* [Provided text]:
-- Opening Marker --
Parallel measurement of chromatin accessibility and transcriptome dynamics in human Treg cells. RNA-seq was performed using RNA isolated from whole cells or supernatant (cytoplasmic) fraction recovered from ATAC-seq reaction prepared from thawed Treg cells. (a) Correlation of stimulation-responsive chromatin accessibility and gene expression changes in thawed, whole Treg cells (expressed as fold changes between resting and stimulated states). Differentially accessible promoter/expressed genes between resting and stimulated states were defined as genes having an FDR of less than 0.05 and log-fold change that is significantly greater or lower than 1.5. Promoters having differential chromatin accessibility and expression changes upon stimulation are highlighted. Blue line indicates loess fit to the distribution. (b) Differential analysis of transcriptomic profiles generated from ATAC-seq supernatant (cytoplasmic) fraction and whole Treg cells. Differentially expressed genes were defined as genes having an FDR of less than 0.05 and log-fold change that is significantly greater (red) or lower (blue) than 1.5. Top 20 differentially accessible genes are annotated by gene symbols. (c) Correlation of transcriptomic profiles generated from ATAC-seq supernatant fraction and whole cells. The expression for each gene is represented by log count per million (CPM) of sequencing reads. Differentially expressed genes are highlighted in red. Results shown are representative of four donors.
-- Closing Marker --
* [Records supplied]:
-- Opening Marker --
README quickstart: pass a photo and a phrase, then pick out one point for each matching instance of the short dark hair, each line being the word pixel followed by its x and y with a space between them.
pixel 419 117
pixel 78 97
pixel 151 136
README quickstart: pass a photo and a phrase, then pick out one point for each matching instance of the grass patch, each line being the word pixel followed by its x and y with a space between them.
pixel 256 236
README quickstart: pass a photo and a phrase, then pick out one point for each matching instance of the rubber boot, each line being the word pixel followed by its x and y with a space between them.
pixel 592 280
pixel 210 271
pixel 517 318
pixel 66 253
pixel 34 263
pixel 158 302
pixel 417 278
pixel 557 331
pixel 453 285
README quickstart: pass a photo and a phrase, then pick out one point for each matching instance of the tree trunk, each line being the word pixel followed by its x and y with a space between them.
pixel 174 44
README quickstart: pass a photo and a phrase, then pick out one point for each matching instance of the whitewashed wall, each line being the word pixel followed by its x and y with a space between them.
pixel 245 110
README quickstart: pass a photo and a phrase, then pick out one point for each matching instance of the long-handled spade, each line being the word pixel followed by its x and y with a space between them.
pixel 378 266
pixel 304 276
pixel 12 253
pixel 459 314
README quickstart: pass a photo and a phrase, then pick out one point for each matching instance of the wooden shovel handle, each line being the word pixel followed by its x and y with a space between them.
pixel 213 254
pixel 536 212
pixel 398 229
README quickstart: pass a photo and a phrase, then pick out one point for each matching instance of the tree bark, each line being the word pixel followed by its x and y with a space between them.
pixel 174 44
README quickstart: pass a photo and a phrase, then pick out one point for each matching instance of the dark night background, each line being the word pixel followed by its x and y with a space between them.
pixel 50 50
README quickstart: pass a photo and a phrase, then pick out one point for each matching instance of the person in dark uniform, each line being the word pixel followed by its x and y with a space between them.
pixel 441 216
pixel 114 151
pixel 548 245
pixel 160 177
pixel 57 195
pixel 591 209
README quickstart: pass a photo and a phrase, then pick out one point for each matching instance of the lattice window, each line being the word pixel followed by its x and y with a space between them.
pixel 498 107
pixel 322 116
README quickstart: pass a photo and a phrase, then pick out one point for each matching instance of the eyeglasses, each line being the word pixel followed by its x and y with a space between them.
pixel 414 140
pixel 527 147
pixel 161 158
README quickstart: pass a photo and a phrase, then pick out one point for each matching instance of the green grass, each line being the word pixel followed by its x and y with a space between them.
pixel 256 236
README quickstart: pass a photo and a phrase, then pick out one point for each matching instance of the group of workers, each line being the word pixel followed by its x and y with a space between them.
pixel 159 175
-- Closing Marker --
* [Exercises]:
- a) Answer these from the Treg cell figure legend, one line each:
(i) What does the blue line in panel (a) indicate?
(ii) In panel (c), what measure represents the expression of each gene?
(iii) How many donors are the results representative of?
- b) Does each statement agree with the Treg cell figure legend? Answer yes or no, quoting the deciding words.
(i) The RNA-seq used RNA from freshly isolated Treg cells.
(ii) Panel (b) labels the top 20 differentially accessible genes with gene symbols.
(iii) Panel (c) highlights differentially expressed genes in blue.
- c) Continue the Treg cell figure legend from its last sentence.

* [Your written answers]:
- a)
(i) A loess fit to the distribution.
(ii) Log count per million (CPM) of sequencing reads.
(iii) Four.

- b)
(i) No: "prepared from thawed Treg cells."
(ii) Yes: "Top 20 differentially accessible genes are annotated by gene symbols."
(iii) No: "Differentially expressed genes are highlighted in red."

- c)
Within accessible chromatin, transcription factor (TF)-bound DNA sequences are selectively resistant to Tn5 cleavage, resulting in short regions of protected DNA or footprints. Footprint analysis of Omni ATAC-seq was carried out with pooled accessible fragments representing nucleosome-free regions (NFRs) and regions bound by one nucleosome (1N)40. A total of 551 TF footprints were discovered in our Treg ATAC-seq data (Supplementary Table 3). We observed clear, discrete TF footprints in accessible regions identified from our fresh and thawed Treg cells during resting state and in response to stimulation (Fig. 4b–d). Overlay of the genome wide footprint signal associated with fresh and thawed Treg samples indicated similar accessibility levels were observed surrounding the positions of predicted TF binding sites for a wide range of TFs, including FOXP3, which is the master TF of Treg cells (Fig. 4b), as well as TF with important roles in T cells such as CTCF, RUNX1, CREB1, GATA3, IRF1 and YY1 (Fig. 4c,d). These data strongly indicate an indistinguishable chromatin landscape and TF occupancy in open chromatin regions in fresh and thawed Treg cells, and freezing or biobanking did not affect the ability to resolve the accessibility patterns of single base-pair TF occupancy and had no global effect on TF-DNA interactions.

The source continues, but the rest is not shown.